▶ What you will do
1. Answer these questions from the loan agreement amendment:
(a) What exhibit number does the loan agreement amendment carry?
(b) As of what date is the loan agreement amendment dated?
(c) In what capacity does Bank of America, N.A. act?
2. Can you write the next part of the loan agreement amendment, picking up after its last sentence?

▶ Document text
####
FIRST AMENDMENT TO LOAN AND SECURITY AGREEMENT AND WAIVER

EX-10.30 5 dex1030.htm FIRST AMENDMENT TO LOAN AND SECURITY AGREEMENT AND WAIVER First Amendment to Loan and Security Agreement and Waiver

Exhibit 10.30

FIRST AMENDMENT TO LOAN AND SECURITY AGREEMENT AND WAIVER

THIS FIRST AMENDMENT TO LOAN AND SECURITY AGREEMENT WAIVER (this “Amendment”), dated as of February 29, 2008, is entered into by and among the financial institutions signatory hereto (each a “Lender” and collectively the “Lenders”), BANK OF AMERICA, N.A., as administrative agent for the Lenders (in such capacity, “Agent”), NAUTILUS, INC., a Washington corporation (“US Borrower”), NAUTILUS INTERNATIONAL S.A., a Swiss private share company (“Swiss Borrower”, and together with US Borrower, collectively, “Borrowers”).
####
▶ Information provided
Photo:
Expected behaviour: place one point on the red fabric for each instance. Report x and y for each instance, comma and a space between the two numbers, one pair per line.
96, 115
####
▶ Answers for the exercise
1.
(a) Exhibit 10.30
(b) February 29, 2008
(c) As administrative agent for the Lenders

2.
RECITALS

A. Borrowers, Agent and the Lenders have previously entered into that certain Loan and Security Agreement dated as of January 16, 2008 (as amended, supplemented, restated and modified from time to time, the “Loan Agreement”), pursuant to which the Lenders have made certain loans and financial accommodations available to Borrowers. Terms used herein without definition shall have the meanings ascribed to them in the Loan Agreement.

B. An Event of Default has occurred and is continuing under the Loan Agreement due to Borrower’s failure to achieve EBITDA, when measured for the period commencing October 1, 2007 and ending December 31, 2007, of at least $0, as required under Section 10.3.1 of the Loan Agreement (together with any breach of a representation or warranty resulting from such Event of Default, the “Known Existing Default”).

D. Borrowers have requested that Agent and the Lenders amend the Loan Agreement and waive the Known Existing Default, all of which Agent and the Lenders are willing to do pursuant to the terms and conditions set forth herein.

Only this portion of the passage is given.